:: DOCUMENT SECTION

Tall tales, short-stories

Frankfurt: notes on a book fair
Although sci-fi and fantasy have had their heyday, the Russian literati are fast becoming the unlikely contenders to revive the genre. For a six-figure sum, Simon & Schuster snapped up the rights to sci-fi trilogy Chronicles of Siala by Alexei Pehov, the Asimov of the new guard.

Frankfurt was also the battleground for Canadian, Australian and Kiwi pub-lishers vying to wrest control of international English-language publishing rights from the US/UK monopoly. The bookish battle will continue at the London Fair in April 2009.

Meanwhile, between the covers:

Fiction

Heliopolis
James Scudamore
Violently amusing Brazilian drama featuring sex with half-sisters, hawking luxury in shantytowns and a destiny out of control.

Thin Blue Smoke
Doug Worgul
Kansas City barbecues and blues are at the heart of this quirky tale of redemption, blood and liquor.

The Tall Man
Chloe Hooper
White police brutality in a Queensland Aboriginal community conveys the darkest chapter in Australia’s history with singing eloquence.

::::
:: LISTED RECORDS

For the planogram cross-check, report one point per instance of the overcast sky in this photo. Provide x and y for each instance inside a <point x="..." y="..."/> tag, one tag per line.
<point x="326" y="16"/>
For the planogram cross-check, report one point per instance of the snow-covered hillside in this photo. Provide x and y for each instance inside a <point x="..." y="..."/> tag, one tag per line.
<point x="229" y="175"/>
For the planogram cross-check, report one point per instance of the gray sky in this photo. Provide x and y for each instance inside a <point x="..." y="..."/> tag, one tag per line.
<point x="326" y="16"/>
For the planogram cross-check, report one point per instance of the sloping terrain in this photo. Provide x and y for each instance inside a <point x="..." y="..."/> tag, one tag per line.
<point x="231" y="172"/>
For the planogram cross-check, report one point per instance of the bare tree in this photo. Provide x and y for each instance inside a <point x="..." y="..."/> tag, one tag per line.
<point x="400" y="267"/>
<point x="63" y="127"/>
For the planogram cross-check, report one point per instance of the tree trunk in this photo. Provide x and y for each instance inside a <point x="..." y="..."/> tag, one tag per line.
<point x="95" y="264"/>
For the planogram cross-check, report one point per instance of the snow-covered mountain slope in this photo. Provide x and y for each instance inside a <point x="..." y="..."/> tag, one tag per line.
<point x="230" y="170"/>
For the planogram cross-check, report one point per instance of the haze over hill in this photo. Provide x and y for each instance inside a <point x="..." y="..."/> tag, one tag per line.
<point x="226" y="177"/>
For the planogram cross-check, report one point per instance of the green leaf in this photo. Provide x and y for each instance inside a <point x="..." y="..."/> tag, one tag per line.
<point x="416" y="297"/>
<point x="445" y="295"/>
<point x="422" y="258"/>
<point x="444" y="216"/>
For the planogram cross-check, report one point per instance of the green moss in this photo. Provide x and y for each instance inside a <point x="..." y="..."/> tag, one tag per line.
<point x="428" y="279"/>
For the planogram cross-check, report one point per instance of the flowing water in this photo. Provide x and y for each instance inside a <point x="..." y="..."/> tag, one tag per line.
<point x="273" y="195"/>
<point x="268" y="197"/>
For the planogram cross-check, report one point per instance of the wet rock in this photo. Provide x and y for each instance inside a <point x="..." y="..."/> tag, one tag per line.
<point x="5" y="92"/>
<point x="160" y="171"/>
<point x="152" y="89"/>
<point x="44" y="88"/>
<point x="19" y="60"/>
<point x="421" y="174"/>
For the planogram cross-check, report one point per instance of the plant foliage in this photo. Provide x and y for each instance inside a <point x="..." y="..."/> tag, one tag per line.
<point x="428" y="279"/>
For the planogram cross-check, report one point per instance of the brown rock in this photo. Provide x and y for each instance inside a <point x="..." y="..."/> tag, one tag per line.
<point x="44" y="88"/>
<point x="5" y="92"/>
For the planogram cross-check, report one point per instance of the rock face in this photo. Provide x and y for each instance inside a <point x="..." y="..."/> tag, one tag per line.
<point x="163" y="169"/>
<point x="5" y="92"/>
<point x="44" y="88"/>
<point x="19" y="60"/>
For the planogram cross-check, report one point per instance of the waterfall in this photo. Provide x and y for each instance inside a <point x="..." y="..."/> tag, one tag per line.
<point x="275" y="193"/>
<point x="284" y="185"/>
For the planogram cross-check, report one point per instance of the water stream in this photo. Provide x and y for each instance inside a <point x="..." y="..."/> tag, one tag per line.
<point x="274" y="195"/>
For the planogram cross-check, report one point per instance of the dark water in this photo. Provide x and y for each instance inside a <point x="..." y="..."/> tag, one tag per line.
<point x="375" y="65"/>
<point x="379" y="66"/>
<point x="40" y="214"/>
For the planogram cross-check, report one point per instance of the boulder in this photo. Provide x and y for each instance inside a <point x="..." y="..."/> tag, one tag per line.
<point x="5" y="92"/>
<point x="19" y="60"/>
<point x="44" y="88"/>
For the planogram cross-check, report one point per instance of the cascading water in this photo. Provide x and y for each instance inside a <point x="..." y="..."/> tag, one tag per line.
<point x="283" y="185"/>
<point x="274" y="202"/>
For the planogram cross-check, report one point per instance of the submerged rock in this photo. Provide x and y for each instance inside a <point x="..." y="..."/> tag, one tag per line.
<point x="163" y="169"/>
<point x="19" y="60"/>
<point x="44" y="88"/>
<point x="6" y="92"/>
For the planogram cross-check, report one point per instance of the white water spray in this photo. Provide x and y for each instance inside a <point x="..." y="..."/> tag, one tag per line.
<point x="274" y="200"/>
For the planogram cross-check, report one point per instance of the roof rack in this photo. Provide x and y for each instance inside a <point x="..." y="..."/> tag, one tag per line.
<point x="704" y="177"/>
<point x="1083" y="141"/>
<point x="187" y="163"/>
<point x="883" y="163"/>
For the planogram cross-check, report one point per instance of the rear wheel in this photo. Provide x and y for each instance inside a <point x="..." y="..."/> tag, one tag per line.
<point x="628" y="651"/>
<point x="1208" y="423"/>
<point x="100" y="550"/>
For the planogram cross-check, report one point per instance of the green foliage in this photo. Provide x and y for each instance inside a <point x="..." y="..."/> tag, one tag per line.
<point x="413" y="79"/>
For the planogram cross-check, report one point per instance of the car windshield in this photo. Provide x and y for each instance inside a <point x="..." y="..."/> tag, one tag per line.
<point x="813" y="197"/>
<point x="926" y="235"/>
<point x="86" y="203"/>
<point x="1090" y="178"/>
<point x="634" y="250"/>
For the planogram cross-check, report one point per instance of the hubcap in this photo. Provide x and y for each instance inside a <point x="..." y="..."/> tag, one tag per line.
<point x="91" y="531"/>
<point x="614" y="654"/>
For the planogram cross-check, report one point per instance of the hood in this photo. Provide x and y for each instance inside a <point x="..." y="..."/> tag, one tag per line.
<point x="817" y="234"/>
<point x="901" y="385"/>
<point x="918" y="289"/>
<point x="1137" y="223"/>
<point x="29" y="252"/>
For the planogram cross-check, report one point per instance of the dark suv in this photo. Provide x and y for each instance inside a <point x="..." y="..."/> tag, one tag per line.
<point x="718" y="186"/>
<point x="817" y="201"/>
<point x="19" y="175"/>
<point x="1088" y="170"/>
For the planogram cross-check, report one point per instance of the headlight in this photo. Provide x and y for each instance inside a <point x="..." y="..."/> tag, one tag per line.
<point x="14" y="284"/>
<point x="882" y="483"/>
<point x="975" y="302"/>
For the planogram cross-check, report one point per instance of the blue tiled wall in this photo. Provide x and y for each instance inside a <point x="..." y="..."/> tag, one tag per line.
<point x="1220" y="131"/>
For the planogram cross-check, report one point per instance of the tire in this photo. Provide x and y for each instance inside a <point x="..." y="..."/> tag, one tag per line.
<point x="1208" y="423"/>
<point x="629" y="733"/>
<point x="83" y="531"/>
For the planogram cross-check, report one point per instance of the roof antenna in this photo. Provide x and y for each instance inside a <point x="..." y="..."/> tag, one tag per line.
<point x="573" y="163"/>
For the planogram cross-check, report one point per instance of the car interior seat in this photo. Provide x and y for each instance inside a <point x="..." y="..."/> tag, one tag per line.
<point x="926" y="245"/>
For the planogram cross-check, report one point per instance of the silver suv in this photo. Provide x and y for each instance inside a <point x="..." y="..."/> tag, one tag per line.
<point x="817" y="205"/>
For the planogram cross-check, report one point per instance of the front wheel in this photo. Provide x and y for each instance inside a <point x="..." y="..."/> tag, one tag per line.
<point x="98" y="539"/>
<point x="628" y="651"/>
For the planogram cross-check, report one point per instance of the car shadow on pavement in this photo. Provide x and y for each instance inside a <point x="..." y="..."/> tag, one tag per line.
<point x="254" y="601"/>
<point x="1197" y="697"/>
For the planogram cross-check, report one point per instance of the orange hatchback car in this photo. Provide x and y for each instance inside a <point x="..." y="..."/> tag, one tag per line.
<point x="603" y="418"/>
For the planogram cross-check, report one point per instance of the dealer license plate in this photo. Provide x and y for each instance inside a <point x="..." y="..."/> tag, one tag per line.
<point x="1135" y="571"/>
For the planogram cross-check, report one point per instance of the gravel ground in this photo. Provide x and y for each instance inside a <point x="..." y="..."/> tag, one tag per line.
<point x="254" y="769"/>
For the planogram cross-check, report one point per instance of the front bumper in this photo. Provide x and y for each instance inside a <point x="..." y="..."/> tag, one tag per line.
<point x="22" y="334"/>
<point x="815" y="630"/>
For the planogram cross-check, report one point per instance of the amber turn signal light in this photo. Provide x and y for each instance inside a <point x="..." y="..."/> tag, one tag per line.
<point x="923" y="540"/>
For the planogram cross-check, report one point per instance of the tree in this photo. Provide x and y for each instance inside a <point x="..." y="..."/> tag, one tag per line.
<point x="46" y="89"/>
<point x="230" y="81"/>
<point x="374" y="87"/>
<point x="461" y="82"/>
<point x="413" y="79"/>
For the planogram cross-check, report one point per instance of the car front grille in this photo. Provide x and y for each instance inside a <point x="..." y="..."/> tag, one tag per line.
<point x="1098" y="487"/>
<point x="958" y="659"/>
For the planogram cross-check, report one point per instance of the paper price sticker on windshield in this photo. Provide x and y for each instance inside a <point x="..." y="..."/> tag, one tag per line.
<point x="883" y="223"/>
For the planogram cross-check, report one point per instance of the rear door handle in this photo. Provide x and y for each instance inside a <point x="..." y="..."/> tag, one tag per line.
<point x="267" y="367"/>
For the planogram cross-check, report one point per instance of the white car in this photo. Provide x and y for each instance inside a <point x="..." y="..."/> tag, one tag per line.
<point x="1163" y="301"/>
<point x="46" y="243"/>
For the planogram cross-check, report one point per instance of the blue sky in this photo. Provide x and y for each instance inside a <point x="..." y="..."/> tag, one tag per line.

::::

**WHAT THIS EXERCISE ASKS**
- A) Count the lines of the records that contain the word "submerged", and give only that number.
- B) Resume the Frankfurt book fair notes, picking up after their final line.
The book fair notes and the records are two independent pieces of material.

**FINAL RESULTS**
- A) 1

- B)
Short stories

Nocturnes
Kazuo Ishiguro
Ishiguro’s latest eagerly awaited short-story collection delves into the tormented souls of café musicians and faded stars orbiting the European and American continents.

Everything Ravaged, Everything Burned
Wells Tower
A debut to reckon with, this collection by US writer and journalist Wells Tower mesmerises with its anger, wit and non-conformist characters, including plundering Vikings and failed inventors.

The Thing Around Your Neck
Chimamanda Ngozi Adichie
More beautiful prose from the Allende of Nigeria. Adichie wrote her debut Purple Hibiscus when she was 27 and won the Orange prize with her second novel, Half of A Yellow Sun.

Politics

A World Of Trouble
Patrick Tyler
A Middle East veteran for the New York Times and Washington Post, Tyler offers an engrossing close-up on the meddling of 10 US presidents from Eisenhower to Bush. Not a bad primer for President Obama.

To The Castle And Back
Václav Havel
Havel’s intimate, outspoken autobiography is a sly but statesmanly story about his 14 years as president of the post-Communist Czech Republic.

Travel

Viva South America!
Oliver Balch
An all-encompassing travelogue of the continent following in the footsteps of independence fighter Simón Bolívar. Politics and realism are found in hearts, homes, jails and dance-floors.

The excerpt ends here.